━━━ SUPPLIED ENTRIES ━━━

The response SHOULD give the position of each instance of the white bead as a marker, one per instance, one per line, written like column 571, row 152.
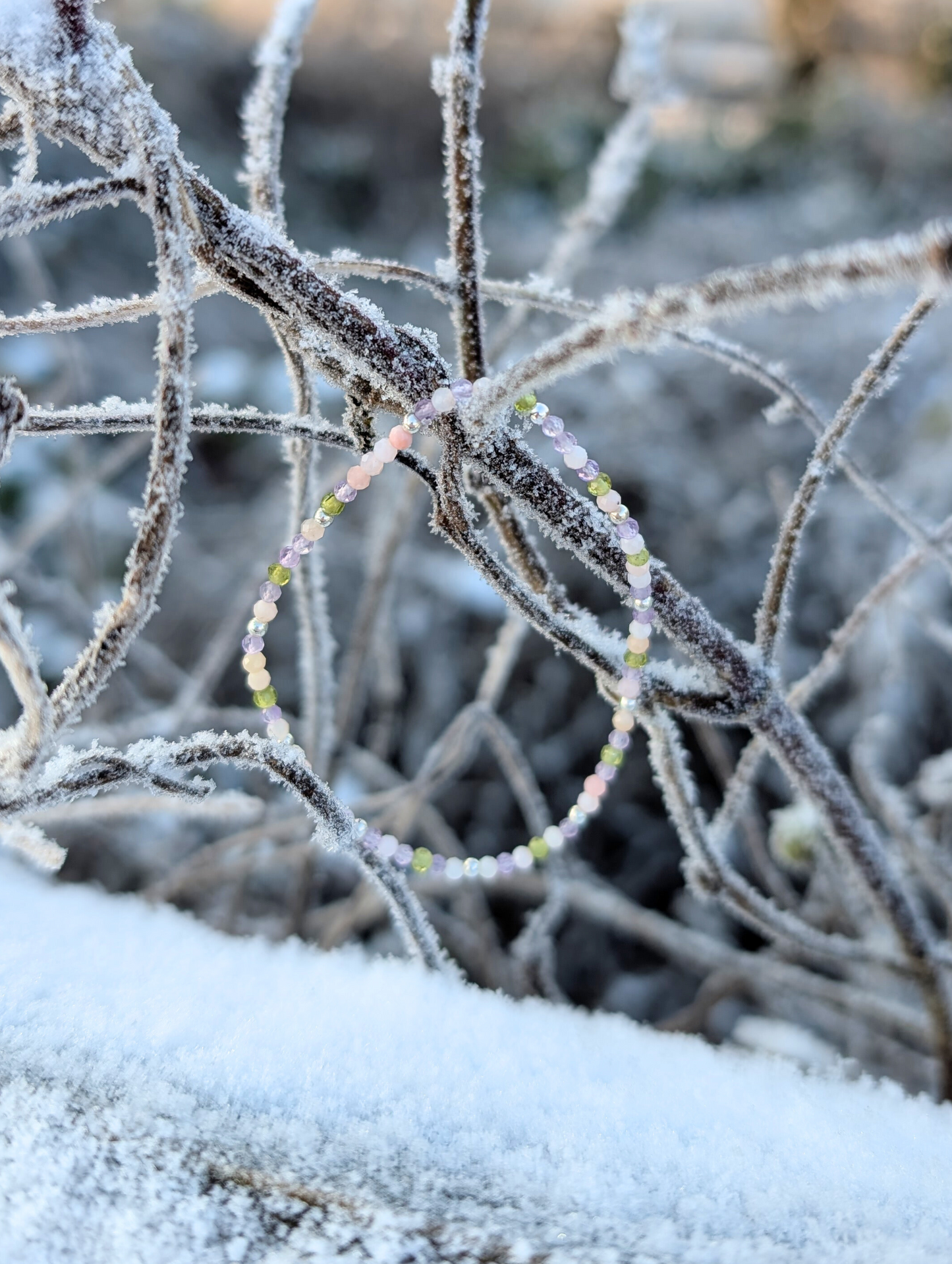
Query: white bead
column 554, row 837
column 443, row 400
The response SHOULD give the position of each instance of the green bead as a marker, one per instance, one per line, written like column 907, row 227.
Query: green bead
column 422, row 860
column 600, row 484
column 331, row 505
column 539, row 847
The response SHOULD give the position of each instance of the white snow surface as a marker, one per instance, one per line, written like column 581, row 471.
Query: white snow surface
column 172, row 1095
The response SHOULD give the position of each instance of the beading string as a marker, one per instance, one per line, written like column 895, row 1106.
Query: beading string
column 358, row 478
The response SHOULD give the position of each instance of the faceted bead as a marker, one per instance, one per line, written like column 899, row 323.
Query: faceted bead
column 444, row 400
column 331, row 505
column 422, row 860
column 424, row 411
column 539, row 848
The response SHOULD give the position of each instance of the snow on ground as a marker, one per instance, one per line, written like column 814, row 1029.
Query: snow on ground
column 169, row 1093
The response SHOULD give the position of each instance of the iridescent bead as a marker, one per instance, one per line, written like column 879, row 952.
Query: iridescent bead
column 422, row 860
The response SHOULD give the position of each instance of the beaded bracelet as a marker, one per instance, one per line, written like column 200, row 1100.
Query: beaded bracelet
column 638, row 564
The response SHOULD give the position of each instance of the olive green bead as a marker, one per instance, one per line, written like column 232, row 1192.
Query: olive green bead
column 331, row 505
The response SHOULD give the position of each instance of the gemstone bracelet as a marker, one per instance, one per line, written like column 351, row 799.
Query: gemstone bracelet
column 612, row 754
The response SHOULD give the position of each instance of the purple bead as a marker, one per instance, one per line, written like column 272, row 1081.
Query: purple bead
column 372, row 840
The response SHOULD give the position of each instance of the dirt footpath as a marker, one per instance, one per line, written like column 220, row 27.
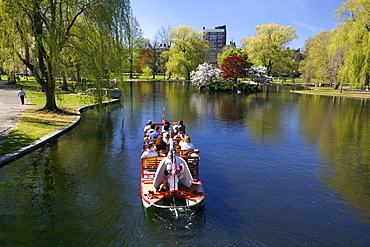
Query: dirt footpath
column 10, row 109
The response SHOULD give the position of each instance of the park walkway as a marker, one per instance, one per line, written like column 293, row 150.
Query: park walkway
column 10, row 108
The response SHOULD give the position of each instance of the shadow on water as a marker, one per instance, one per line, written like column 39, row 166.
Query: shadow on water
column 176, row 220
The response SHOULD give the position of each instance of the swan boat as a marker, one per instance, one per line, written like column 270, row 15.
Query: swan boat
column 185, row 191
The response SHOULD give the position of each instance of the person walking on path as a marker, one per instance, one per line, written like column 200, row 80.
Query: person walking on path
column 9, row 109
column 22, row 95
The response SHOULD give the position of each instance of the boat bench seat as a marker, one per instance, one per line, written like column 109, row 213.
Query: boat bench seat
column 149, row 166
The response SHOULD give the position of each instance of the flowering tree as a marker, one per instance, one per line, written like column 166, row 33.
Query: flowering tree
column 235, row 67
column 204, row 75
column 259, row 74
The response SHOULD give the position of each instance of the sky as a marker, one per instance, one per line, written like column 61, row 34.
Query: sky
column 308, row 17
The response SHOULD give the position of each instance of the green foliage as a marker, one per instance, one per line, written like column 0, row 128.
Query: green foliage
column 268, row 47
column 342, row 55
column 232, row 51
column 188, row 50
column 221, row 86
column 352, row 41
column 316, row 65
column 60, row 38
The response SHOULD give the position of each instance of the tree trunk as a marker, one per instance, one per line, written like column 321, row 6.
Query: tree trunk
column 65, row 85
column 50, row 98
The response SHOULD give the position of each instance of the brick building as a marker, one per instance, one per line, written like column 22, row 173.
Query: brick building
column 217, row 40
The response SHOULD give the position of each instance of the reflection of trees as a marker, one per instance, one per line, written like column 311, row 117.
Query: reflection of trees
column 341, row 131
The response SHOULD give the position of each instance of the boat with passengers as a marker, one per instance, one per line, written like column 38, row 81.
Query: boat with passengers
column 170, row 179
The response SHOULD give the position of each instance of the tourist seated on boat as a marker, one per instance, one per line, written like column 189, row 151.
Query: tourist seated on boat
column 150, row 152
column 166, row 138
column 167, row 127
column 162, row 153
column 190, row 153
column 150, row 130
column 186, row 143
column 155, row 134
column 181, row 126
column 147, row 127
column 168, row 163
column 180, row 134
column 160, row 144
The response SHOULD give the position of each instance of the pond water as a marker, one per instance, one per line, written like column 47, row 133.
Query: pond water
column 279, row 169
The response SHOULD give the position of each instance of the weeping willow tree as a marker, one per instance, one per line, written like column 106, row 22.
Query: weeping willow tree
column 352, row 40
column 268, row 46
column 316, row 64
column 46, row 35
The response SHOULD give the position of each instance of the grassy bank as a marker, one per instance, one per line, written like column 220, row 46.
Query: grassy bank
column 34, row 124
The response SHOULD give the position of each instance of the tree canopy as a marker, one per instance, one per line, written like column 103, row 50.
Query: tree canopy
column 352, row 41
column 188, row 50
column 46, row 35
column 268, row 46
column 234, row 67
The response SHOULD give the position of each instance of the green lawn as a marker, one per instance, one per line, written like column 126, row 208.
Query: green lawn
column 34, row 124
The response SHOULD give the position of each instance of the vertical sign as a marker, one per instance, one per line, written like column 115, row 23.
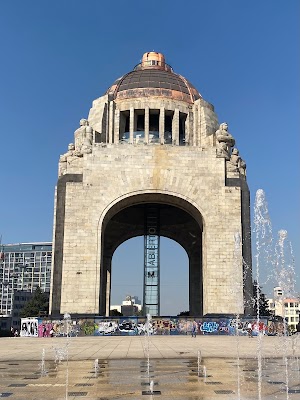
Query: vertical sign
column 151, row 298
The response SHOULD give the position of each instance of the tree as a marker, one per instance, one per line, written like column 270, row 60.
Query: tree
column 263, row 304
column 115, row 313
column 39, row 304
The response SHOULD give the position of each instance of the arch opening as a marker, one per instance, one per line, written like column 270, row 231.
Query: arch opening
column 179, row 221
column 127, row 278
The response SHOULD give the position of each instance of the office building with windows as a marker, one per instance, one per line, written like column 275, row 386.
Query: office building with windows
column 288, row 308
column 23, row 267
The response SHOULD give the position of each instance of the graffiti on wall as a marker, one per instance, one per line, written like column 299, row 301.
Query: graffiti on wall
column 110, row 326
column 29, row 327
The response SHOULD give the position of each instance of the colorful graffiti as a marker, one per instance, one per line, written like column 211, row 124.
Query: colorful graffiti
column 118, row 326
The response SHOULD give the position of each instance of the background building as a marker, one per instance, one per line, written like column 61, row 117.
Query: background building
column 23, row 267
column 288, row 308
column 130, row 306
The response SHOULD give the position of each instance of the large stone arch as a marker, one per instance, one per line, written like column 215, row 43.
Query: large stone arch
column 179, row 220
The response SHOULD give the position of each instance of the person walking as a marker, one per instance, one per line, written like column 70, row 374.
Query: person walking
column 249, row 329
column 194, row 329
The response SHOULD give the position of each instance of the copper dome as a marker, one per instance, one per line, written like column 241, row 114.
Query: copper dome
column 152, row 78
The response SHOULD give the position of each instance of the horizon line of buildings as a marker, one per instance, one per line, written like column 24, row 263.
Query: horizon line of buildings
column 26, row 266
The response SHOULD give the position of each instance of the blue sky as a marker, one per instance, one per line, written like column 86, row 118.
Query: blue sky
column 58, row 56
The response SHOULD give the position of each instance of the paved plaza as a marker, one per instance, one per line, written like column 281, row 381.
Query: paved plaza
column 181, row 367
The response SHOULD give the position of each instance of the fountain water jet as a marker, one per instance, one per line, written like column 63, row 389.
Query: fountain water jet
column 263, row 241
column 42, row 365
column 96, row 367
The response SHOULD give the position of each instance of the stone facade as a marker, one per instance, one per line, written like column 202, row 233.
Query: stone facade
column 114, row 174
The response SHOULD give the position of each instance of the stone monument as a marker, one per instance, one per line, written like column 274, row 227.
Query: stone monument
column 151, row 142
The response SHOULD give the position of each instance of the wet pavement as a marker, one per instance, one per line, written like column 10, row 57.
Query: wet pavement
column 65, row 368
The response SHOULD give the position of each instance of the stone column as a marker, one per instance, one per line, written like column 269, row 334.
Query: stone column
column 111, row 122
column 146, row 124
column 117, row 126
column 175, row 127
column 131, row 124
column 161, row 125
column 195, row 280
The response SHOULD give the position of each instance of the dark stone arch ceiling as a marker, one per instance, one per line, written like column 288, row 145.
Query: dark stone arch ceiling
column 175, row 223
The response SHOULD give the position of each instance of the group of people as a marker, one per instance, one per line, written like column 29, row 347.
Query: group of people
column 14, row 332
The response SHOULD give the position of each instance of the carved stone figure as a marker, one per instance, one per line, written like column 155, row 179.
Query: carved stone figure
column 224, row 141
column 242, row 167
column 233, row 164
column 87, row 145
column 83, row 138
column 63, row 159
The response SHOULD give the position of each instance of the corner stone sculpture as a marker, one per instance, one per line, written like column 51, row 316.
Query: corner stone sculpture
column 224, row 141
column 233, row 164
column 83, row 137
column 63, row 159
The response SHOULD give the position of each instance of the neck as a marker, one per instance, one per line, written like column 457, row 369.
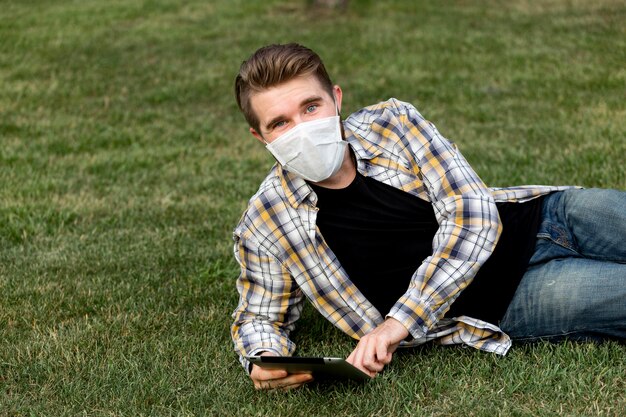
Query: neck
column 344, row 176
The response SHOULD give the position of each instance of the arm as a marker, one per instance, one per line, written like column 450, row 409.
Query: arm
column 269, row 305
column 469, row 227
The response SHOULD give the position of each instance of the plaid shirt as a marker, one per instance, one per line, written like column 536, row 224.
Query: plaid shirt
column 284, row 258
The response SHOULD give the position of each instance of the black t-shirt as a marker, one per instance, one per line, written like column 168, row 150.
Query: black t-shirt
column 381, row 235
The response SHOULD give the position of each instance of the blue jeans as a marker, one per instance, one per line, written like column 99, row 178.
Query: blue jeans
column 575, row 286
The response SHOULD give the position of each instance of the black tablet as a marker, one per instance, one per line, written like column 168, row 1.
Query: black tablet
column 321, row 367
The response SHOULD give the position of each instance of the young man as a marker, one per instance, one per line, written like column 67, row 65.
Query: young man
column 383, row 226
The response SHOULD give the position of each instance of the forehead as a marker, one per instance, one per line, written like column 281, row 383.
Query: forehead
column 285, row 98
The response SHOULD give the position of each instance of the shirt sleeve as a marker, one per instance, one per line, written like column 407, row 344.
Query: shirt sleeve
column 469, row 224
column 269, row 304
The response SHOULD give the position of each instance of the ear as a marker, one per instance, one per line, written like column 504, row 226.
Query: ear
column 257, row 135
column 338, row 96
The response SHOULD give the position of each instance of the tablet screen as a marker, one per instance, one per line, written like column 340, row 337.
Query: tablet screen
column 320, row 367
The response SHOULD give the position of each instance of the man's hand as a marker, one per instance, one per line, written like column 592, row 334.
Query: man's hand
column 275, row 378
column 376, row 348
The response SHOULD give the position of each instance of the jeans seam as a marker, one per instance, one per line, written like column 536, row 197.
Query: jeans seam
column 547, row 336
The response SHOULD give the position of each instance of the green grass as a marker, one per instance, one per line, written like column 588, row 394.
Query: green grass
column 125, row 165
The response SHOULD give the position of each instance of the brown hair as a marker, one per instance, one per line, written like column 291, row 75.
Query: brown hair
column 273, row 65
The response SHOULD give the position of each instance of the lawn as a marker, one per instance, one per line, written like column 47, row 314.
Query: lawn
column 125, row 164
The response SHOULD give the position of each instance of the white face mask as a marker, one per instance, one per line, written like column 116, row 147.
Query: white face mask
column 312, row 150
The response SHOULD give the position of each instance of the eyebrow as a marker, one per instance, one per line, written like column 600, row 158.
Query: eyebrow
column 304, row 102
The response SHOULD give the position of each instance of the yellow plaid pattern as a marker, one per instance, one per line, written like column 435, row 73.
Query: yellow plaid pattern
column 284, row 258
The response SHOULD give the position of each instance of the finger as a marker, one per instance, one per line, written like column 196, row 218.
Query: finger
column 366, row 357
column 383, row 355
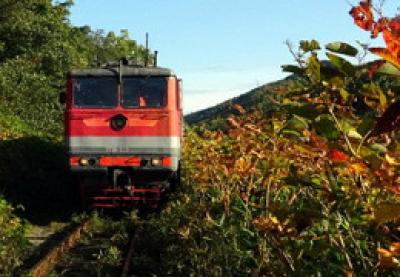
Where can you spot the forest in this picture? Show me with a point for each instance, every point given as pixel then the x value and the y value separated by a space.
pixel 304 181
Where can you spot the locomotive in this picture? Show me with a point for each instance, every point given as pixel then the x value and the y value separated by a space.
pixel 123 133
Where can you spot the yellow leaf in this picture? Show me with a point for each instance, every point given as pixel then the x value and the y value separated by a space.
pixel 386 212
pixel 395 248
pixel 386 55
pixel 386 259
pixel 391 160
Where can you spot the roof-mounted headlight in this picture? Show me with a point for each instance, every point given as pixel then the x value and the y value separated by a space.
pixel 118 122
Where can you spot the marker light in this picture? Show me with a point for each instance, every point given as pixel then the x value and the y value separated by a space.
pixel 84 162
pixel 156 161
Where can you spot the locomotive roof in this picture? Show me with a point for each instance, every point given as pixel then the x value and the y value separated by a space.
pixel 126 71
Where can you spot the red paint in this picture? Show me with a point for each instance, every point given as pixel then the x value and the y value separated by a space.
pixel 142 121
pixel 74 160
pixel 167 161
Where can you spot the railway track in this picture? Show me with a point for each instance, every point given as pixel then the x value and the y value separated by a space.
pixel 83 251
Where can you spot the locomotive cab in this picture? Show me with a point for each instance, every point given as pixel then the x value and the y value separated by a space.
pixel 123 128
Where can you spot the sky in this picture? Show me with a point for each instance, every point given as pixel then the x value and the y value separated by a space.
pixel 223 48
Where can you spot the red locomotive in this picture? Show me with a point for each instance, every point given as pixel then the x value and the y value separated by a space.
pixel 123 128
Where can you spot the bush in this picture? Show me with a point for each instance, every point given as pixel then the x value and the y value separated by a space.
pixel 12 240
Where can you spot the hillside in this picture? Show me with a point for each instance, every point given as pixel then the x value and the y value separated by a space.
pixel 248 100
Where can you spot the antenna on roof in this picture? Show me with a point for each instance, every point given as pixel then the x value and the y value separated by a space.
pixel 155 58
pixel 146 59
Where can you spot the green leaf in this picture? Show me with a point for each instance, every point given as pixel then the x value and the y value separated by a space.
pixel 389 69
pixel 342 48
pixel 367 123
pixel 308 110
pixel 374 95
pixel 342 65
pixel 314 69
pixel 326 127
pixel 386 212
pixel 309 45
pixel 297 123
pixel 344 94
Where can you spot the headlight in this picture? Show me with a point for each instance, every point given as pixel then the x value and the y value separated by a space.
pixel 156 161
pixel 84 162
pixel 118 122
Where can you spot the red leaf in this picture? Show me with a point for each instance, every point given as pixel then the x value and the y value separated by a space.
pixel 337 156
pixel 363 16
pixel 375 67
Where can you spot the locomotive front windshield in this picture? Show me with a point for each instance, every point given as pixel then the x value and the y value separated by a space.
pixel 95 92
pixel 136 92
pixel 144 92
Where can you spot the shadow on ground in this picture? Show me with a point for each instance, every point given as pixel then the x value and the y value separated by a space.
pixel 34 174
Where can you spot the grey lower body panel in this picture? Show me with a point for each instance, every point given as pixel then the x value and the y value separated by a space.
pixel 145 147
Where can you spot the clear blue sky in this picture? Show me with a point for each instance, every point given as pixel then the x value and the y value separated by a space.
pixel 223 48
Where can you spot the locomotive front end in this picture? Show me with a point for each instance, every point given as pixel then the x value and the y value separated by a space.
pixel 124 127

━━━

» **EXERCISE BRIEF**
In the listing above, find the line with "67, row 65." and the line with "407, row 344."; set down exactly those two lines and every line between them, nothing more.

» **TASK SOLUTION**
The response SHOULD give the position of each instance of the young man as a marker, one per instance, one per line, written like column 67, row 65.
Query: young man
column 383, row 226
The response SHOULD give the position of each instance of the forehead as a marker, one per instance, one per line, written like column 281, row 383.
Query: forehead
column 285, row 98
The response SHOULD give the position of each instance of the shirt sleeve as a marker, one per instance, one per line, written like column 407, row 344.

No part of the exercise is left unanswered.